EXERCISE: For the word "white", give the number of lines in these entries that contain it, with nothing else.

Source data:
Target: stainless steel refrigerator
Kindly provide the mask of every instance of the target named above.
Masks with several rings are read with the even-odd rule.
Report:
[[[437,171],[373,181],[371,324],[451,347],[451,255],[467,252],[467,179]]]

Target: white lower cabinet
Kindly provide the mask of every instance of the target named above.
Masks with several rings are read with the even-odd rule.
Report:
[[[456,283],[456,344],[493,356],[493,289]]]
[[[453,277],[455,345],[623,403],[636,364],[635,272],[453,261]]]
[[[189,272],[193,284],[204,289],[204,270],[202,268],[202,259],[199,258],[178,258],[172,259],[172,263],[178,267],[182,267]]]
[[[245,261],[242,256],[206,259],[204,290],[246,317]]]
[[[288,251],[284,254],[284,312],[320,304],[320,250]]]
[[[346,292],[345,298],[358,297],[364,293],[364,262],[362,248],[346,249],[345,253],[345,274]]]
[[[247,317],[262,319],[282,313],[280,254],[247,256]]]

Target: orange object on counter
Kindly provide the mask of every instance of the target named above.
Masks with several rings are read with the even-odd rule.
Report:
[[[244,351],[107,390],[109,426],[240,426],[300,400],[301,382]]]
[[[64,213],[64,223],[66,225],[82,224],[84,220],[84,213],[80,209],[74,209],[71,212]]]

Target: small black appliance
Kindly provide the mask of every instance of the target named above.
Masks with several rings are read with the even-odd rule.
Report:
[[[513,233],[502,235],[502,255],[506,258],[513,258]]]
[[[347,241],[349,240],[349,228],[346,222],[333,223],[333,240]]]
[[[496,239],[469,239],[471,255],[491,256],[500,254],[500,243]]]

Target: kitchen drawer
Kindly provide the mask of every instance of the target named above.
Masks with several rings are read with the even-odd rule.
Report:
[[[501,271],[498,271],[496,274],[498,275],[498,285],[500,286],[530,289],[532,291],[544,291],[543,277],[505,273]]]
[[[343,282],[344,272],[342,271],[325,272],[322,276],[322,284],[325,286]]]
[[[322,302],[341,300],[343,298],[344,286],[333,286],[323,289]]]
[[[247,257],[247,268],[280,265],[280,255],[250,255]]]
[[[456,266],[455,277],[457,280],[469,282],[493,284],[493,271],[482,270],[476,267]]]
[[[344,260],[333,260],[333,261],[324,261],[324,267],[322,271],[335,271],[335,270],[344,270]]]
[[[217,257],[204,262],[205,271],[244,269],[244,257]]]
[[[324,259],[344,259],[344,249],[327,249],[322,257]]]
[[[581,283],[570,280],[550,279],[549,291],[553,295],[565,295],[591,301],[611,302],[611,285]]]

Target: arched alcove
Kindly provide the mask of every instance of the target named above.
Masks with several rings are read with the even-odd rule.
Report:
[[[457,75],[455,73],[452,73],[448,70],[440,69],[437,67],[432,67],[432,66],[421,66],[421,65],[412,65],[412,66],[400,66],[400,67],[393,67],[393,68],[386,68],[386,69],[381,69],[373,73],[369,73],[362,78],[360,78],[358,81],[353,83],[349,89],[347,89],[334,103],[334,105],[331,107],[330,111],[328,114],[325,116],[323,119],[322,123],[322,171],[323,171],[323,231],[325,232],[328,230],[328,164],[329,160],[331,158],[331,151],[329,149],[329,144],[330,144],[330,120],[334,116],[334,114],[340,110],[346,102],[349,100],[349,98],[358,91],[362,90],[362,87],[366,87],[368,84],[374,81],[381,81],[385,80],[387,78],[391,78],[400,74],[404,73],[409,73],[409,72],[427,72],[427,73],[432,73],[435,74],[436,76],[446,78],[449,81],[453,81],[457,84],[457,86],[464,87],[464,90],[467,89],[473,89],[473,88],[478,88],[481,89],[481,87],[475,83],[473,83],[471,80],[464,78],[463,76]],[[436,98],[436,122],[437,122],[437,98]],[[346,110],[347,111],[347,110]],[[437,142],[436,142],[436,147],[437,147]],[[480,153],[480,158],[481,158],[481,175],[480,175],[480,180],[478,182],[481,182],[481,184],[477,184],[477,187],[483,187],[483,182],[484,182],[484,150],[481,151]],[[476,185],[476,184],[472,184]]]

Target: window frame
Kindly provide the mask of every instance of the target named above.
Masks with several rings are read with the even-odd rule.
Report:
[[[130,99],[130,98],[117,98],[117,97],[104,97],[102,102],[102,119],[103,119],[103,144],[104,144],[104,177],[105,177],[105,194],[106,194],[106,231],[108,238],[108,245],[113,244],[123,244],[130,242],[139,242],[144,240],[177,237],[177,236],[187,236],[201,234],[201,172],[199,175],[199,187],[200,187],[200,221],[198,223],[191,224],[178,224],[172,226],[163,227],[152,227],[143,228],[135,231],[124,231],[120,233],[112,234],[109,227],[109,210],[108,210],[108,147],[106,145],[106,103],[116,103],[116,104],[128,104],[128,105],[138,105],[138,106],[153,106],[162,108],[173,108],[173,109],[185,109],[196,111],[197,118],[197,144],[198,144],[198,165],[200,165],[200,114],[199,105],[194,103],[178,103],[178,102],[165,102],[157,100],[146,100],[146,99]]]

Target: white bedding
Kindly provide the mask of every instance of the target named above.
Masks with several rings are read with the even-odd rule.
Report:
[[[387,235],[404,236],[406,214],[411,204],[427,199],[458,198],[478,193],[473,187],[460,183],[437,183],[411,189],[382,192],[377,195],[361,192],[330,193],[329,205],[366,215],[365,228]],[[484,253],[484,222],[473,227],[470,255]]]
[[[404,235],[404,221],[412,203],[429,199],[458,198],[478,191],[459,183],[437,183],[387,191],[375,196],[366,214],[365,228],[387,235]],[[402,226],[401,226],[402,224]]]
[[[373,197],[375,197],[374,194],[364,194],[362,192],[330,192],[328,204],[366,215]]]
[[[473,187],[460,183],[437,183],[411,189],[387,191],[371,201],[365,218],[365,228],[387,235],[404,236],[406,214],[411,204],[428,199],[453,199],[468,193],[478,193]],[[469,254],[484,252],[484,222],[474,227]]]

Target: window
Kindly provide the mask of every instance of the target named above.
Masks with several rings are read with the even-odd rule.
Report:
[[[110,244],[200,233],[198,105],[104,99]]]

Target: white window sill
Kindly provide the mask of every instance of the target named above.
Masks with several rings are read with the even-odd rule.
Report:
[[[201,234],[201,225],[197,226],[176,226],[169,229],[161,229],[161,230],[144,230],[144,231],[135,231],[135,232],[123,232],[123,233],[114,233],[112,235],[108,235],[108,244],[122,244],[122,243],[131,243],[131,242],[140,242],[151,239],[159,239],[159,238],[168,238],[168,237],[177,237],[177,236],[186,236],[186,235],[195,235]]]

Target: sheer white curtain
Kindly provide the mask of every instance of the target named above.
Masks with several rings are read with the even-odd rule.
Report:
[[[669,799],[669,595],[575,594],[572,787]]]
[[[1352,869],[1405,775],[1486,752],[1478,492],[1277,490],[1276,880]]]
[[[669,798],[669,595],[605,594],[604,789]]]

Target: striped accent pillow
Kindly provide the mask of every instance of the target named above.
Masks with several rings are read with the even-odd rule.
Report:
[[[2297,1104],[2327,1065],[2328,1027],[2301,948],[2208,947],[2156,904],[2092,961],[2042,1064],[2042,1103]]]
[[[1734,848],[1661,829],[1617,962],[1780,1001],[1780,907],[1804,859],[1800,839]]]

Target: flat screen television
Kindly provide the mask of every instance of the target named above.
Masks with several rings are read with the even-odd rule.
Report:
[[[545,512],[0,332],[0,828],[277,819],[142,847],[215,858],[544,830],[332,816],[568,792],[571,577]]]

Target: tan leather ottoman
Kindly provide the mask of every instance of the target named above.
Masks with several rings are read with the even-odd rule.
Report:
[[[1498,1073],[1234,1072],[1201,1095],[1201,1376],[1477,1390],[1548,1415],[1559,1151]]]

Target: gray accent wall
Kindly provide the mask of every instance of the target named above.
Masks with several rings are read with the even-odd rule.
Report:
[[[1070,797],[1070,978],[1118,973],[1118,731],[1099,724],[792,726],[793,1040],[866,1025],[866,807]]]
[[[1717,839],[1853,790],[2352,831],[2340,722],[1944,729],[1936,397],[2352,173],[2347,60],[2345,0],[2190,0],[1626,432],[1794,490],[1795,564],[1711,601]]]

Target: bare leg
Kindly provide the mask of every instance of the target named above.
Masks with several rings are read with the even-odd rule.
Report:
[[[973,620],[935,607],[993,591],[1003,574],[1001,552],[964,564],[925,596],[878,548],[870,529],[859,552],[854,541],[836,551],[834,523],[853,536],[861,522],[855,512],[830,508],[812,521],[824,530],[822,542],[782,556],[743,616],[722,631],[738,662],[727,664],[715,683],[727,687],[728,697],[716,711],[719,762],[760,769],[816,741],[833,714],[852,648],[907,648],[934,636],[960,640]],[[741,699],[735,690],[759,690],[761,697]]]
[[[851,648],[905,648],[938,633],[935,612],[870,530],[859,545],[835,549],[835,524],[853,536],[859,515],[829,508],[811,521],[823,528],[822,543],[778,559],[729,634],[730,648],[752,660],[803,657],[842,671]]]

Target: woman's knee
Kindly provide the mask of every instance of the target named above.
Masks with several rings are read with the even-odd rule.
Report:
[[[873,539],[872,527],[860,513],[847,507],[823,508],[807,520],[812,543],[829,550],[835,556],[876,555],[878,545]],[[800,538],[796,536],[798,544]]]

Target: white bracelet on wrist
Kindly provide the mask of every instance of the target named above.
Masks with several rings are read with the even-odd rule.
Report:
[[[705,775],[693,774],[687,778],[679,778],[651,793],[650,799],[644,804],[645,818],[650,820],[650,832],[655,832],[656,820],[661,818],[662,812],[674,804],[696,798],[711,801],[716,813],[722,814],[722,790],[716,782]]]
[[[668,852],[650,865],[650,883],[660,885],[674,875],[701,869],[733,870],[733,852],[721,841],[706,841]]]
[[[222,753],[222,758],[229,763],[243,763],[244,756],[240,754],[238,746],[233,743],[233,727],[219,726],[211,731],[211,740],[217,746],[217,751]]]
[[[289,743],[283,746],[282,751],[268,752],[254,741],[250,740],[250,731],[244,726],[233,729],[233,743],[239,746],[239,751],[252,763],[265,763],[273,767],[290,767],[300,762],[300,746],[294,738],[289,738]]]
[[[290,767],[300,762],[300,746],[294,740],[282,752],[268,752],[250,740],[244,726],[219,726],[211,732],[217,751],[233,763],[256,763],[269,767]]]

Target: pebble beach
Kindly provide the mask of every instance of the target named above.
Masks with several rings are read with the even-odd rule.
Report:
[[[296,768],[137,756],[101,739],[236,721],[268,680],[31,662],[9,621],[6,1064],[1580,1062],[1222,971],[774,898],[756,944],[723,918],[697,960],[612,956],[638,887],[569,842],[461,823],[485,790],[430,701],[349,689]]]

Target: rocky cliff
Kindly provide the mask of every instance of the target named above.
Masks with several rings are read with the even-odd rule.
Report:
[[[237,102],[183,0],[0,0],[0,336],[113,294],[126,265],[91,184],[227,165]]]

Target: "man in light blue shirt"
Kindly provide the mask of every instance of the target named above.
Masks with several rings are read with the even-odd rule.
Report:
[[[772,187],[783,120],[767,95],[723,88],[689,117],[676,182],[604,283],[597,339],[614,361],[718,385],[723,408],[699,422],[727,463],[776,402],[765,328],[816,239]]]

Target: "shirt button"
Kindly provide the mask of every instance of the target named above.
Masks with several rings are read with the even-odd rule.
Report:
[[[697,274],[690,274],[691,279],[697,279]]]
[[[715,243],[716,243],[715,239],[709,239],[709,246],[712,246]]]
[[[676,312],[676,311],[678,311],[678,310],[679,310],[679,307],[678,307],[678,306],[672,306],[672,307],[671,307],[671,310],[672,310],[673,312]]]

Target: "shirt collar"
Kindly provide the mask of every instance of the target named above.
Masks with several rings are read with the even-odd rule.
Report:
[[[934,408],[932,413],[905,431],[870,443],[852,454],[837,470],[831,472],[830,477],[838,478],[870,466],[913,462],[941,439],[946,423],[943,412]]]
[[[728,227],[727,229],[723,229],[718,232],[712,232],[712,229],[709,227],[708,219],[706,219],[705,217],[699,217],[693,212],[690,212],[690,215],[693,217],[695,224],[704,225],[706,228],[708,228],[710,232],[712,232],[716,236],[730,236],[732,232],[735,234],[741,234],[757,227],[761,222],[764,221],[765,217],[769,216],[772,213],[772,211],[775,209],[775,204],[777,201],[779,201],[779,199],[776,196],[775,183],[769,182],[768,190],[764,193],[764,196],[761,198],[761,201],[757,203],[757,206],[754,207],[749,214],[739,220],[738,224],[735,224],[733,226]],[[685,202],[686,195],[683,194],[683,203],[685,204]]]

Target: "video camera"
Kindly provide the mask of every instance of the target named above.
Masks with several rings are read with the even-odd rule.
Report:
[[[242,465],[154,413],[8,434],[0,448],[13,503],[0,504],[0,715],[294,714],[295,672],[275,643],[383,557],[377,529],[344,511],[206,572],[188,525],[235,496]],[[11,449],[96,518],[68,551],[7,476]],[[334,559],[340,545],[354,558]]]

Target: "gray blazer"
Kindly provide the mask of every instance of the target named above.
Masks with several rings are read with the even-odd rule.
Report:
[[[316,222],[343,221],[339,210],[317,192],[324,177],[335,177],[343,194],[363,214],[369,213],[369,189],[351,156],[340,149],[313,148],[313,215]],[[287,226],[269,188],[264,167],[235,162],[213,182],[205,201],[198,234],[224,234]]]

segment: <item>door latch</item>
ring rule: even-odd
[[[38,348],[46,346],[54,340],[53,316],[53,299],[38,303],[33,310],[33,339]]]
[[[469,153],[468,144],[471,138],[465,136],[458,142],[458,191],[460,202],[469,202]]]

RESPONSE BOX: 5